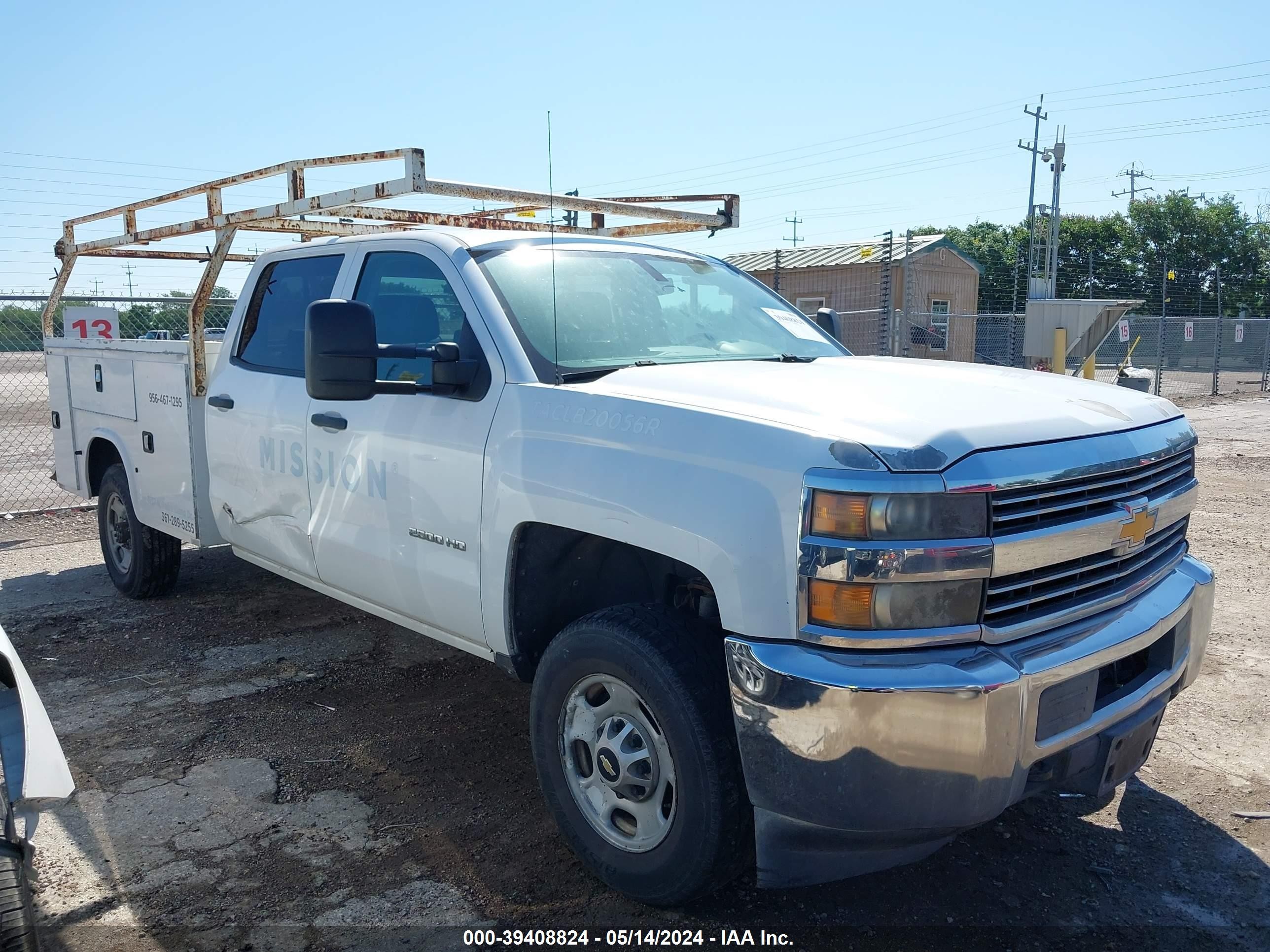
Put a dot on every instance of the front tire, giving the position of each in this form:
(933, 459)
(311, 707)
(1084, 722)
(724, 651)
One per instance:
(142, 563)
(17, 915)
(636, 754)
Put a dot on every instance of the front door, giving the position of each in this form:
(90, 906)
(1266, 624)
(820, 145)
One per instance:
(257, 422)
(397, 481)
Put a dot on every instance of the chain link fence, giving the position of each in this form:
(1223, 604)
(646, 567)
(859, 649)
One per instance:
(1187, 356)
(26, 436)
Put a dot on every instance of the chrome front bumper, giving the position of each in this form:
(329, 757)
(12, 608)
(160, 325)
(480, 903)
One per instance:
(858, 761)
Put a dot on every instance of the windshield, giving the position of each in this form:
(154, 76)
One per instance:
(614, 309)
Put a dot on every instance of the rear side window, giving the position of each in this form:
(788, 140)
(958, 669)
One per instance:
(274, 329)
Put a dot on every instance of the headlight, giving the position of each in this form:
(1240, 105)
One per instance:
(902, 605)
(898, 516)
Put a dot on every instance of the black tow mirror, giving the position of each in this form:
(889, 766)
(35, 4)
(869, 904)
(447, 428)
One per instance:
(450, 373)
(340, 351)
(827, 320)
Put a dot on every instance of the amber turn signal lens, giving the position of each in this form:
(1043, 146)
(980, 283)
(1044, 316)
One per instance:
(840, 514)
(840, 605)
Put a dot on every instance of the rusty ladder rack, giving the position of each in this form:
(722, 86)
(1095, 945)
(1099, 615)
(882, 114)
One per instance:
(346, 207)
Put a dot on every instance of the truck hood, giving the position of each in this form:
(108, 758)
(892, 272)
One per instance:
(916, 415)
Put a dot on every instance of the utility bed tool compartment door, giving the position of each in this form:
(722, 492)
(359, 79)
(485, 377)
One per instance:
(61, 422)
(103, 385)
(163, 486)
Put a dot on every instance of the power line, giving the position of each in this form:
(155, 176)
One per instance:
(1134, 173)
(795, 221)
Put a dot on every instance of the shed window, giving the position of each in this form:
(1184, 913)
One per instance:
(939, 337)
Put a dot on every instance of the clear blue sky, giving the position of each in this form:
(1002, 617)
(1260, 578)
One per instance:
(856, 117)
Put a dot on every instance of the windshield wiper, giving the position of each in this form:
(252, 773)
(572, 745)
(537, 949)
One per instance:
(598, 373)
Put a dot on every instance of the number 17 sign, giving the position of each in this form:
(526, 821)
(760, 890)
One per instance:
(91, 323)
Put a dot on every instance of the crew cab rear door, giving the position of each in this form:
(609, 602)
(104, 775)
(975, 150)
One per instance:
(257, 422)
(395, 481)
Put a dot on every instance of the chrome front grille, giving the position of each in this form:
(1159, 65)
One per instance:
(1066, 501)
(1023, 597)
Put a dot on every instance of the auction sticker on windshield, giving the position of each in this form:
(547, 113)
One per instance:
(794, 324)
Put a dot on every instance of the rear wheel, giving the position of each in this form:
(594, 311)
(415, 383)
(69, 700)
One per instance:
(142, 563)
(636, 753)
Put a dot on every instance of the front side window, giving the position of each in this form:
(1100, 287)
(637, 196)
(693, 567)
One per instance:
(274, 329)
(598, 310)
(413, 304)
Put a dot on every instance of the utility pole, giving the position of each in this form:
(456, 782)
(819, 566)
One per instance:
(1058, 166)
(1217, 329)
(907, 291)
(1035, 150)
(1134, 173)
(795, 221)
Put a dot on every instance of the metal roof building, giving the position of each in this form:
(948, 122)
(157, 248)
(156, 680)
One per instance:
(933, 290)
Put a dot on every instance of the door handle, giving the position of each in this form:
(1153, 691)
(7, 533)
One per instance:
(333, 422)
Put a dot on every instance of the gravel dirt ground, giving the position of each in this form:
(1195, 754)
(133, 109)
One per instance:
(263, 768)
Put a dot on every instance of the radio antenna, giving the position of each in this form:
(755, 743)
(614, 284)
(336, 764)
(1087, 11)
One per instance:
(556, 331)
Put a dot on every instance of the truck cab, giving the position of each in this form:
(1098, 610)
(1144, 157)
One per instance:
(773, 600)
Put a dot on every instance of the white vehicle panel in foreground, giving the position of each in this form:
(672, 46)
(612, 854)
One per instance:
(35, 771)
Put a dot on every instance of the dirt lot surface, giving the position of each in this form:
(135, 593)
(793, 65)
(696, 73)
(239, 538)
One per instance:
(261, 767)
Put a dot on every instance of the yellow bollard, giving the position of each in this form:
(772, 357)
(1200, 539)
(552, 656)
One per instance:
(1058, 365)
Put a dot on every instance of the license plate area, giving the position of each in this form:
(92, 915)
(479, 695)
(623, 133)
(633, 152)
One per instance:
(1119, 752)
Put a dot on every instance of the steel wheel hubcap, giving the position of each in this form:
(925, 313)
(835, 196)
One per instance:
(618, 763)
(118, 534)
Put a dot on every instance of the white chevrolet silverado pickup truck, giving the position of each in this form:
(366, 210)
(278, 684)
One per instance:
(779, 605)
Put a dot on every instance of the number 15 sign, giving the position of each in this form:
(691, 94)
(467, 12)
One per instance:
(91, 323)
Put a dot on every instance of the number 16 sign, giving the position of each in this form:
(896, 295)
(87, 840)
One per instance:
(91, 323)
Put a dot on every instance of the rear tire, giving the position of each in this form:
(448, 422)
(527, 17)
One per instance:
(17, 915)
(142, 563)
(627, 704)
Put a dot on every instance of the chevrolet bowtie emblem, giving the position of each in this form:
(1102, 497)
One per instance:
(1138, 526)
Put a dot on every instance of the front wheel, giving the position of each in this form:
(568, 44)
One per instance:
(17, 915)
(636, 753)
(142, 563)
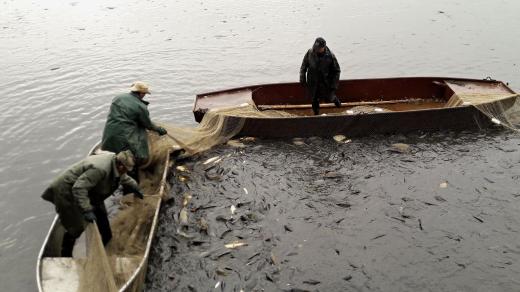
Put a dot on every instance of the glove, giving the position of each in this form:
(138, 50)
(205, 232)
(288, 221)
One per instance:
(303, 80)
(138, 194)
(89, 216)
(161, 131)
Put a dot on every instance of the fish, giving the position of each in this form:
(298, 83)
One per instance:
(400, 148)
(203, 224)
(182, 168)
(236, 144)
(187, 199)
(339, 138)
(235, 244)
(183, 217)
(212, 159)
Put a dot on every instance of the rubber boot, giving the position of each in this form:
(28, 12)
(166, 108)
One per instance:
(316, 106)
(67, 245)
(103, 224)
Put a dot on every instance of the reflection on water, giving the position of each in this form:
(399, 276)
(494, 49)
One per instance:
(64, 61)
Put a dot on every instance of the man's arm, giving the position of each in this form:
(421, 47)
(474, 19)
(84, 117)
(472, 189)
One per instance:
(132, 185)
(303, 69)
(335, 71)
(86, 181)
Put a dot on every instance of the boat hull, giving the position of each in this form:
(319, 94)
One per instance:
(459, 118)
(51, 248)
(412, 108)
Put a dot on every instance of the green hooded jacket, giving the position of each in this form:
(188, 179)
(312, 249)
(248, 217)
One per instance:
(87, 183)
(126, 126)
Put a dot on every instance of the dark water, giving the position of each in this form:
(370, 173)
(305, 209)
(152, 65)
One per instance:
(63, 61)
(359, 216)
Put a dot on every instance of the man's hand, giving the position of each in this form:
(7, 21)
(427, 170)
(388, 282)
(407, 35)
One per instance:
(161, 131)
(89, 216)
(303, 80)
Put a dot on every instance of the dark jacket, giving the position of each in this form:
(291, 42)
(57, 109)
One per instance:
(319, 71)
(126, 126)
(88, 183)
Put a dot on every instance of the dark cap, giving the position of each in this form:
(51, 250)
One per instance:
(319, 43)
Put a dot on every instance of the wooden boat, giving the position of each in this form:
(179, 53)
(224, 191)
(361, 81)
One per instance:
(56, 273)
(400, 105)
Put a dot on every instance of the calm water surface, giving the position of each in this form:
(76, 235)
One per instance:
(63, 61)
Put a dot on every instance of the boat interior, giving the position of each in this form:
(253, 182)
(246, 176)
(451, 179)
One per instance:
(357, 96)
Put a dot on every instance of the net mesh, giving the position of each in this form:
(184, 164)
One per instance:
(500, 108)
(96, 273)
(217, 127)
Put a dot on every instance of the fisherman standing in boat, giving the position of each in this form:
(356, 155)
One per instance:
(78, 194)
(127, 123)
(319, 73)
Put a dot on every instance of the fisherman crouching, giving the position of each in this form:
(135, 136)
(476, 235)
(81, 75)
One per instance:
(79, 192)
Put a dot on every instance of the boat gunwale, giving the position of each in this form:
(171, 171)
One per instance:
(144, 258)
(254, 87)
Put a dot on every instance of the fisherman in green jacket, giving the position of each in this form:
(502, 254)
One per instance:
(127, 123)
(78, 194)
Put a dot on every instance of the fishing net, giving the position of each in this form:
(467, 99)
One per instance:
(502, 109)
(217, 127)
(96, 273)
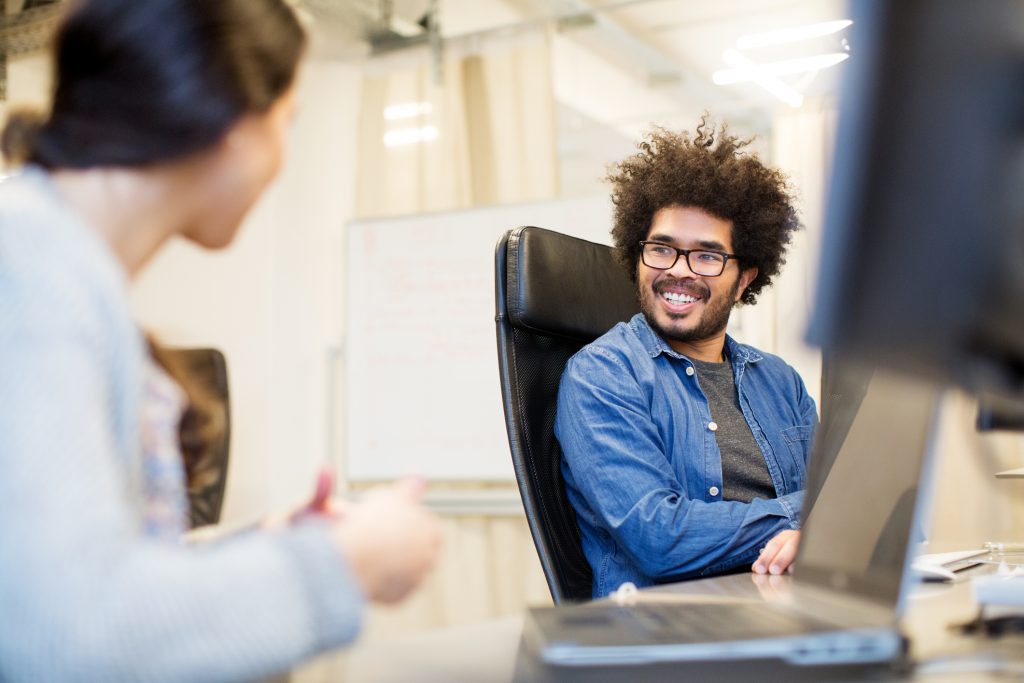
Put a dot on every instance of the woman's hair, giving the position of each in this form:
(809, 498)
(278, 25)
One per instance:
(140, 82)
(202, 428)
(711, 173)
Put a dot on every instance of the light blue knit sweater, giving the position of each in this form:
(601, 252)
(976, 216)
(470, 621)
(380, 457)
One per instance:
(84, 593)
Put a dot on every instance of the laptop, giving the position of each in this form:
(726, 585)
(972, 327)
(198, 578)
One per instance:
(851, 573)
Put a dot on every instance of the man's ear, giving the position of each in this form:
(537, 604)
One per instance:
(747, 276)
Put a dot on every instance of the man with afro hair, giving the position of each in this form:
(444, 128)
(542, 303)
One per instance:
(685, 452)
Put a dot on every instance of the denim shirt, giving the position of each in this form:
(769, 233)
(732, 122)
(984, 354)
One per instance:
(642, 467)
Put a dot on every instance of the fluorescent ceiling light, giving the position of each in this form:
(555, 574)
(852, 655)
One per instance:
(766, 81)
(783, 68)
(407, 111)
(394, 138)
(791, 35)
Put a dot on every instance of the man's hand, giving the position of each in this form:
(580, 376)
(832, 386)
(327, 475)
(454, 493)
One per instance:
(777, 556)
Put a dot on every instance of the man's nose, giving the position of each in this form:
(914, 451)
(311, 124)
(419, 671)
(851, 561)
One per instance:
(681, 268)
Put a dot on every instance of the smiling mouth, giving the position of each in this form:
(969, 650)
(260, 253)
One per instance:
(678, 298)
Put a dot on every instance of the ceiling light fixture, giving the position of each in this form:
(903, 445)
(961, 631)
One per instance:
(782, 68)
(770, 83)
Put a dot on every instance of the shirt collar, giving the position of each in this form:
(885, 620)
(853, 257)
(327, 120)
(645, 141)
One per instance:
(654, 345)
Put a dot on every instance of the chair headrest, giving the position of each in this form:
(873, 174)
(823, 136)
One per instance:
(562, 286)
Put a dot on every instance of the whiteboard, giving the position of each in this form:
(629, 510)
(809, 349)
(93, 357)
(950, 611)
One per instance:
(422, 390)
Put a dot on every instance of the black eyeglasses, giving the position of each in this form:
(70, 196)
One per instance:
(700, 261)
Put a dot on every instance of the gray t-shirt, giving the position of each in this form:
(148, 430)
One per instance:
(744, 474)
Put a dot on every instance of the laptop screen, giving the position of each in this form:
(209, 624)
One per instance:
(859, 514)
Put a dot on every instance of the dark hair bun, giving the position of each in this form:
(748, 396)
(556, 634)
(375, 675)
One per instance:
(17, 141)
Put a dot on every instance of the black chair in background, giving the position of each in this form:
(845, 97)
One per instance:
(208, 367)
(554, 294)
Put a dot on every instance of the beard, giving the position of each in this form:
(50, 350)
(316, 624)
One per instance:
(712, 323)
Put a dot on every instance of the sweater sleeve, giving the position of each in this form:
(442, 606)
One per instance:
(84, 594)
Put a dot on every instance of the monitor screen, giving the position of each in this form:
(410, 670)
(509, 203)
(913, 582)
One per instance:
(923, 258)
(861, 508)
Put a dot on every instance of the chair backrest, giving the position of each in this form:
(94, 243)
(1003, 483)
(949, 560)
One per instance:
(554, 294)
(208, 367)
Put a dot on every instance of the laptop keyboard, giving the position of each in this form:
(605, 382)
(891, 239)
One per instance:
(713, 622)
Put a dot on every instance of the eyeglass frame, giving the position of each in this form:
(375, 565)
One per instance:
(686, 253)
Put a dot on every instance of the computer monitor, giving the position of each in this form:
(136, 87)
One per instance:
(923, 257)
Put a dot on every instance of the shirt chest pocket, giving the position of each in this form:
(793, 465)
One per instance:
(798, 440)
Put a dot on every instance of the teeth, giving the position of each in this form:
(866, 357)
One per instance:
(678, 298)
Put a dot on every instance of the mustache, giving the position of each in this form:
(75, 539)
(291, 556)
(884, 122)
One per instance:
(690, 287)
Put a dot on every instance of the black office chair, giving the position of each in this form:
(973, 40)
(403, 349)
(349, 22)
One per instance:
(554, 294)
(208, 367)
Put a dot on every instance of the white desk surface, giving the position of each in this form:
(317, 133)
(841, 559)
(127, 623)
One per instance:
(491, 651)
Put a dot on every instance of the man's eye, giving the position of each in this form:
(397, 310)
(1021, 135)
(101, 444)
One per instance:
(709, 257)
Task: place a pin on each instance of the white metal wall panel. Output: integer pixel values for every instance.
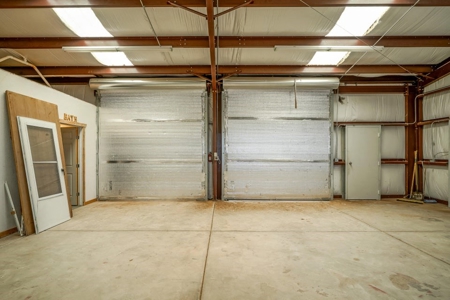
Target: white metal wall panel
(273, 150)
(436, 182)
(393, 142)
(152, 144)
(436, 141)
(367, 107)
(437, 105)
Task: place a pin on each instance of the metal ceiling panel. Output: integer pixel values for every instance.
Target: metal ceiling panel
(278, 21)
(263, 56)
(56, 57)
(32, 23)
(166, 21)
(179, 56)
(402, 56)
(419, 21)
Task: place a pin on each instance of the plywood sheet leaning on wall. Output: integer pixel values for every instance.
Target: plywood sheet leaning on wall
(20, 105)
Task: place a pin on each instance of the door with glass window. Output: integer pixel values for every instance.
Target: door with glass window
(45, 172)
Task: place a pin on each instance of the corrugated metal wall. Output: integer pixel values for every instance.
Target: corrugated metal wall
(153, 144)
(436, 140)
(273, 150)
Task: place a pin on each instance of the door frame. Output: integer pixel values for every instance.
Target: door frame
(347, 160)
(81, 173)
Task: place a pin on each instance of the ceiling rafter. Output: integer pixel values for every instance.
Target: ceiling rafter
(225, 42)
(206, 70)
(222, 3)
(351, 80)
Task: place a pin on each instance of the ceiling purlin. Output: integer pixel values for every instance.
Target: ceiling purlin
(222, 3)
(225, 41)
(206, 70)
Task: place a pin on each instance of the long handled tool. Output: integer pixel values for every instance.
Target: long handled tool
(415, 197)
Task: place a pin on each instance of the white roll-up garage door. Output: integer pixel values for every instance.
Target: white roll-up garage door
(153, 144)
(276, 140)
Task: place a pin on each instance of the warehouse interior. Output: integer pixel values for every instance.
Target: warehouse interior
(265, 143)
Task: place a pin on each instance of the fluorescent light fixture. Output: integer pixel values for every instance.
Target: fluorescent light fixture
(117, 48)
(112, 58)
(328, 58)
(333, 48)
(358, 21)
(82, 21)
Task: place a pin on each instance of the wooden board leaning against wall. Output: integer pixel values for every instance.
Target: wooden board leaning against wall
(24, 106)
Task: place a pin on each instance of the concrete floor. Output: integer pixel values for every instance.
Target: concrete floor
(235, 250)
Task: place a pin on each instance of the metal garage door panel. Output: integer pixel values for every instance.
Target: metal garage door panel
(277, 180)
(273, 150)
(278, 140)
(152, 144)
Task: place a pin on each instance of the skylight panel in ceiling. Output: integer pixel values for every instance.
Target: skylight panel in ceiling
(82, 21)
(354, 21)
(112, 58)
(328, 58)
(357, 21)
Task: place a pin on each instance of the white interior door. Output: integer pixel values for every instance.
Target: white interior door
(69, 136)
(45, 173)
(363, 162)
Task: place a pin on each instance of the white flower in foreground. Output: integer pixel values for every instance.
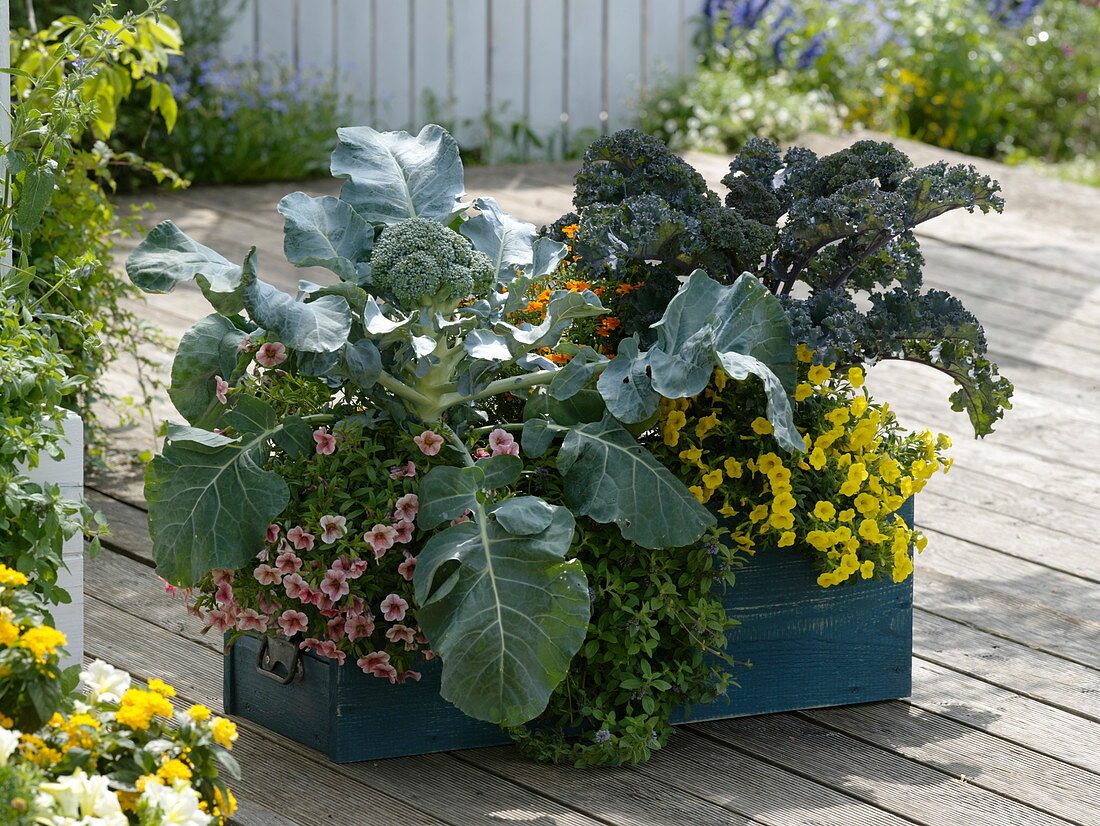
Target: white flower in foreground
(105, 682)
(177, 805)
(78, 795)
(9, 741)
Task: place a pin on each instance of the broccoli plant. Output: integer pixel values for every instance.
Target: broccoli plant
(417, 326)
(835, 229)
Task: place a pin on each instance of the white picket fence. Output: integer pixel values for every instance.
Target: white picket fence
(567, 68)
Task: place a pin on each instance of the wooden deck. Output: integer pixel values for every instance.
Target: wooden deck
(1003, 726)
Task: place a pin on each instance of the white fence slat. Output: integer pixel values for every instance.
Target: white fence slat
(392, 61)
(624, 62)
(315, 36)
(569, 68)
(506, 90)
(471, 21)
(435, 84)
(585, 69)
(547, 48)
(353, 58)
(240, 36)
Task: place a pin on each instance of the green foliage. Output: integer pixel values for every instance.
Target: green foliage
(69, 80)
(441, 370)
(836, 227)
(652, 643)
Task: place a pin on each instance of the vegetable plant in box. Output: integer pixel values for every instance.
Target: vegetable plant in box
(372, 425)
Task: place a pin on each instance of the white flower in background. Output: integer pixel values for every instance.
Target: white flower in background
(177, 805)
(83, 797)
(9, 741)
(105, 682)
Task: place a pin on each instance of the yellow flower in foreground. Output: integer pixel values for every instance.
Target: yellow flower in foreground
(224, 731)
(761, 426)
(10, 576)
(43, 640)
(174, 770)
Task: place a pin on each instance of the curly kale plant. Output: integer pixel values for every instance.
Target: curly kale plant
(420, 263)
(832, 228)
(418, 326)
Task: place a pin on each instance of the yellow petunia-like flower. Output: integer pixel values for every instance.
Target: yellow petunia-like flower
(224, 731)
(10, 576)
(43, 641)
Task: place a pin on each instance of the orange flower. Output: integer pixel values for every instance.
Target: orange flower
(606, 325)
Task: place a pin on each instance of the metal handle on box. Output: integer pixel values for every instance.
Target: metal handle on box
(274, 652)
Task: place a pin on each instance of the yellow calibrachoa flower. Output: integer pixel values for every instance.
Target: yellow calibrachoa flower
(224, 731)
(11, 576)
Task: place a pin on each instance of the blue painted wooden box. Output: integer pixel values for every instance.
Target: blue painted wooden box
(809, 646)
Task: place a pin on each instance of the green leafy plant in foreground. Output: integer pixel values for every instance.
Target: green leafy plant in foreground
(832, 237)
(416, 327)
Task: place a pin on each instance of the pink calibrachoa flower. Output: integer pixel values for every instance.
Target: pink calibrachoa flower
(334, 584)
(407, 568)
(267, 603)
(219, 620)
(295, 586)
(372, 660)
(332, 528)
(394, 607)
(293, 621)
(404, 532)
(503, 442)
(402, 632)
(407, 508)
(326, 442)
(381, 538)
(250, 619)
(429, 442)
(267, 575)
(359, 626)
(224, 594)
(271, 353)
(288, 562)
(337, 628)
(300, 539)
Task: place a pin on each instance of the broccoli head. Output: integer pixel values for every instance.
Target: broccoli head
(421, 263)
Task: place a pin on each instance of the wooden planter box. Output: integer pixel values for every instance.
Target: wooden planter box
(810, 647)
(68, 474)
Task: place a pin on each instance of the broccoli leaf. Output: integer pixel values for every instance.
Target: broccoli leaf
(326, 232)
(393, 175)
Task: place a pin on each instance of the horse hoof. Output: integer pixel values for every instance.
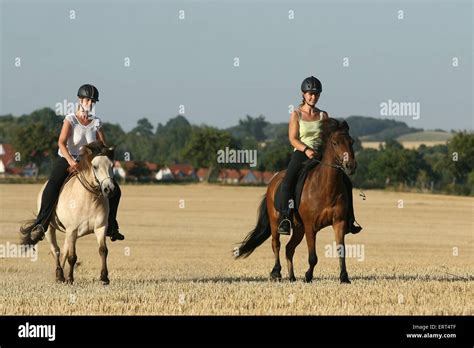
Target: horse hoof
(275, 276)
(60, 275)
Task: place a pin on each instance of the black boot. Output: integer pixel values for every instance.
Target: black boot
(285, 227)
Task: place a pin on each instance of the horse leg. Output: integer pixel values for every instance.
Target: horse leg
☆ ☆ ☆ ☆
ABOUT THIS TASK:
Every line above that holds the string "laptop" should be copied into the answer.

OUTPUT FOR THIS TASK:
Put a dot on every instance of the laptop, giving the position of each in this form:
Put a dot on every instance of the laptop screen, giving the position of each in this form:
Put a dot on every instance of the laptop keyboard, giving the position of each in this form:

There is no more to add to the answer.